** Start of Extracted entries **
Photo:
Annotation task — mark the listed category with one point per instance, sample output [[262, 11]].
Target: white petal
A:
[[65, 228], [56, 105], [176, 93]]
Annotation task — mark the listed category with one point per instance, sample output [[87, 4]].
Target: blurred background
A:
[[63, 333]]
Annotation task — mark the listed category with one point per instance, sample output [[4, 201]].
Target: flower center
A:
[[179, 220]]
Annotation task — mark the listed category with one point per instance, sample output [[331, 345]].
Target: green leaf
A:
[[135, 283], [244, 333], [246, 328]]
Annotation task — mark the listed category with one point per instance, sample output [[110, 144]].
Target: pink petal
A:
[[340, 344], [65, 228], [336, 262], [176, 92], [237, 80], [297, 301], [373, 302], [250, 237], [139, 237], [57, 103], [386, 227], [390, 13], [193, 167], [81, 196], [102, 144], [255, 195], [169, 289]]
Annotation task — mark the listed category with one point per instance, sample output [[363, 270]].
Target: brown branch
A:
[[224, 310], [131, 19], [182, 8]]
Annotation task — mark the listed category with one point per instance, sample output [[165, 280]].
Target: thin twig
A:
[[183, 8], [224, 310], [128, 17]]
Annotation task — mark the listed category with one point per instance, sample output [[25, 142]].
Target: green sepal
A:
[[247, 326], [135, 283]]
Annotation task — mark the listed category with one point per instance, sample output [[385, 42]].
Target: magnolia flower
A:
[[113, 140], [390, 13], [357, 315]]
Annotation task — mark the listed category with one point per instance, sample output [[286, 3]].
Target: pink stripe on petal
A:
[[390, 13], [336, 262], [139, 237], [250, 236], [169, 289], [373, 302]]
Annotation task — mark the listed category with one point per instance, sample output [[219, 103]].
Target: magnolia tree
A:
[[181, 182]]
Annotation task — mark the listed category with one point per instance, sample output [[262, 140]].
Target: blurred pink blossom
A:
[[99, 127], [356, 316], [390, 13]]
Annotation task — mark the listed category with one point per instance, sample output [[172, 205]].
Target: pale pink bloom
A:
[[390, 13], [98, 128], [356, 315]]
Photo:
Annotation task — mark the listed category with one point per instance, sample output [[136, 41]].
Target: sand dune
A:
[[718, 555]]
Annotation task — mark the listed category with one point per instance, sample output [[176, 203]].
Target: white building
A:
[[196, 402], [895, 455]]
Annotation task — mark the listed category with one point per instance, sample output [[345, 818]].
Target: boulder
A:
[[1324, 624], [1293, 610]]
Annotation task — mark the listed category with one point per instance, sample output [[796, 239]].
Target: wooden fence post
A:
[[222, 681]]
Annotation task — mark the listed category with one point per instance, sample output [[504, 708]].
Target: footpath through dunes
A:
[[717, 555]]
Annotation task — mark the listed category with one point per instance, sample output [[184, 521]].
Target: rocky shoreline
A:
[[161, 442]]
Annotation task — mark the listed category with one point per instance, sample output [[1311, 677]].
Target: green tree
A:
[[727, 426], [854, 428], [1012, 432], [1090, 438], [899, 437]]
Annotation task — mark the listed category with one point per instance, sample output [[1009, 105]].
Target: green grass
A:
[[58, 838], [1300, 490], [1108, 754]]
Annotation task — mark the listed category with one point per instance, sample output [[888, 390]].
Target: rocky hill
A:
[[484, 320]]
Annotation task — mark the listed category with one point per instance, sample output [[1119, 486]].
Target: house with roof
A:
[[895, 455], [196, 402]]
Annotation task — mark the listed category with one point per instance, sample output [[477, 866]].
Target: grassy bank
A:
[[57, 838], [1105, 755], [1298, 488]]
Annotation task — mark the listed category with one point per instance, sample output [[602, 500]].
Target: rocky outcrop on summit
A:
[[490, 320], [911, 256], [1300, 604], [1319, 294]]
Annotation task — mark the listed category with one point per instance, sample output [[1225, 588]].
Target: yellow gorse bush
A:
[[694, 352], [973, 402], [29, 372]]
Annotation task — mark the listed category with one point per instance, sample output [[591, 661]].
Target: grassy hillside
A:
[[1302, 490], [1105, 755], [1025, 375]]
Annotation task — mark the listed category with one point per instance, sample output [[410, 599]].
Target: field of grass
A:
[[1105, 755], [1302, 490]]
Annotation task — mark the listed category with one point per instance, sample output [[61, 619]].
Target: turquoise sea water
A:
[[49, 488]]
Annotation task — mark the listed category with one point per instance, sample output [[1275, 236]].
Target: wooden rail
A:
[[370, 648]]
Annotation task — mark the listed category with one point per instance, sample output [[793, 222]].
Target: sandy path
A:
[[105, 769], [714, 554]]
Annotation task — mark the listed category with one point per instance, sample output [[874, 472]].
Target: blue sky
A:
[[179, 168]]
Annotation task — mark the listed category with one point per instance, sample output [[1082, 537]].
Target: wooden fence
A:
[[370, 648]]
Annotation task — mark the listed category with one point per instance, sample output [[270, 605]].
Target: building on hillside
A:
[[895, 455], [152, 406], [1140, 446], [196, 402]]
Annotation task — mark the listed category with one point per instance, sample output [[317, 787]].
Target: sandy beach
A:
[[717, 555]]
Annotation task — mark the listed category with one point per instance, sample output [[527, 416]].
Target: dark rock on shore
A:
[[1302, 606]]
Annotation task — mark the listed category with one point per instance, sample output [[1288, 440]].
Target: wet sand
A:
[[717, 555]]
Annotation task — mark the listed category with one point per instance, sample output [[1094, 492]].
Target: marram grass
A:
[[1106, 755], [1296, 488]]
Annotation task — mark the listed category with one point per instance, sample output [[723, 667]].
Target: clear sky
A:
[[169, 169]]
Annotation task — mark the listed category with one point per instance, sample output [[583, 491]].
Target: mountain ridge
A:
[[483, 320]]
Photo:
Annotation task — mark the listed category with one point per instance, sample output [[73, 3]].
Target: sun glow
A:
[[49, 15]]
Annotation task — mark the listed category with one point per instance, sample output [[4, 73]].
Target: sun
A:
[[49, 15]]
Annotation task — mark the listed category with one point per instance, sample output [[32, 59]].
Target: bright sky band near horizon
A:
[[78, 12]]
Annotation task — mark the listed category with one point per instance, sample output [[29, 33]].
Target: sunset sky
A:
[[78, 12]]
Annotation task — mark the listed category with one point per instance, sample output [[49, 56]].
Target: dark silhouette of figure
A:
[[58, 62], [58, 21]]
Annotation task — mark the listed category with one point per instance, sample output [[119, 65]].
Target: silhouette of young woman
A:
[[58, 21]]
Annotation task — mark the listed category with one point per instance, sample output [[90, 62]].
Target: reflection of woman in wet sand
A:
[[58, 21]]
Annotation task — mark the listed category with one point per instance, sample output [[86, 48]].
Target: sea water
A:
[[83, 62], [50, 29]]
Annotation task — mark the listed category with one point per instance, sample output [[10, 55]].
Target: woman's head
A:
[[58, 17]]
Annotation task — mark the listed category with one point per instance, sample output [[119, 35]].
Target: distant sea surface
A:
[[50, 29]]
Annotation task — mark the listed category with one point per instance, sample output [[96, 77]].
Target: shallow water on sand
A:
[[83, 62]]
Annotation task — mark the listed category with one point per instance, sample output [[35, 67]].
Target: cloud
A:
** End of Extracted entries **
» **Exercise**
Recast the items, from their first line through the line containing "[[63, 333]]", as a numbered list with one line per entry, both ends included and blank lines left out.

» **Written solution**
1. Photo:
2. Annotation task — mark the listed category with one point per instance, sample output [[262, 11]].
3. Target: white petal
4. A:
5. [[65, 228], [56, 105], [176, 93]]
6. Annotation task — mark the listed category with one point per instance, sample output [[87, 4]].
7. Target: blurred background
8. A:
9. [[63, 333]]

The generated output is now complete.